AUSZUG
=======
Schwarz-roter Koalitionsvertrag: Rassismus zwischen den Zeilen

Ein polizeikritisches Podium blickt auf die innenpolitischen Pläne der schwarz-roten Koalition in Berlin

  • Nora Noll
  • Lesedauer: 4 Min.

Eigentlich wollen sie gar nicht über den Koalitionsvertrag reden. »Vom Papier zur rassistischen Realität: Rassismus, Polizeigewalt und Täter*innenschutz im schwarz-roten Koalitionsvertrag«, so lautet zwar der Titel der Podiumsdiskussion, die das Bündnis Go Film the Police am Mittwochabend im Nachbarschaftshaus Urbanstraße veranstaltet. Doch die Gäste sind sich im Großen und Ganzen einig: Schwarz-Rot fährt zwar eine Law-and-Order-Politik, die Ursachen für rassistische Sicherheitsbehörden liegen jedoch viel tiefer.

»Es ist ein Fehler zu glauben, dass sich Dinge abhängig vom regierenden Parteienbündnis substanziell verändern«, sagt gleich zu Anfang Koray Yılmaz-Günay, Co-Geschäftsführer des Migrationsrates Berlin. »Wie Polizei verstanden wird, geht zurück auf den deutschen Kolonialismus und auf die Kriminalisierung von Rom*nja in Deutschland«, setzt Yilmaz-Günay einen Zeithorizont, der den Rahmen einer Legislaturperiode sprengt.

Ein paar konkrete Punkte, die sich unter dem schwarz-roten Senat voraussichtlich verschlechtern werden, nennen seine Mitredner*innen dann trotzdem. Die Rechtsanwältin Nadija Samour erwähnt den sogenannten finalen Rettungsschuss: So plant der neue Senat, eine rechtliche Grundlage für den tödlichen Einsatz von Schusswaffen bei Gefahrenabwehr zu schaffen. »Das wäre dann legales Erschießen durch Polizist*innen«, sagt Samour.
=======
GESAMMELTE DATEN

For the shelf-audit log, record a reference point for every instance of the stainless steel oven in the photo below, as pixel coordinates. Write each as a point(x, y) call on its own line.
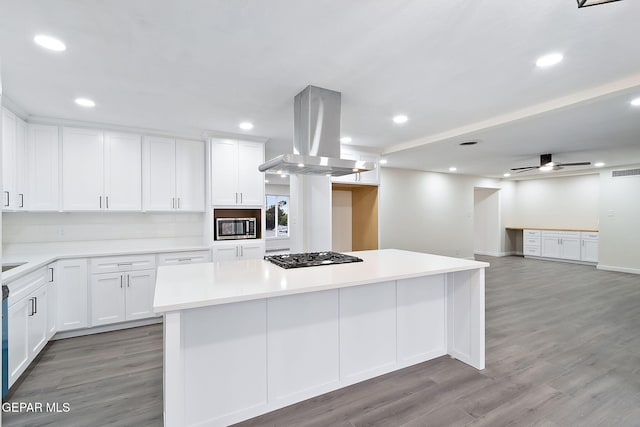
=======
AUFGABENSTELLUNG
Gib bitte den Abschnitt aus dem Auszug wieder, der mit „Eigentlich wollen sie“ beginnt und bis „jedoch viel tiefer.“ reicht, und ersetze darin „Podiumsdiskussion“ durch „Gesprächsrunde“.

MUSTERLÖSUNG
Eigentlich wollen sie gar nicht über den Koalitionsvertrag reden. »Vom Papier zur rassistischen Realität: Rassismus, Polizeigewalt und Täter*innenschutz im schwarz-roten Koalitionsvertrag«, so lautet zwar der Titel der Gesprächsrunde, die das Bündnis Go Film the Police am Mittwochabend im Nachbarschaftshaus Urbanstraße veranstaltet. Doch die Gäste sind sich im Großen und Ganzen einig: Schwarz-Rot fährt zwar eine Law-and-Order-Politik, die Ursachen für rassistische Sicherheitsbehörden liegen jedoch viel tiefer.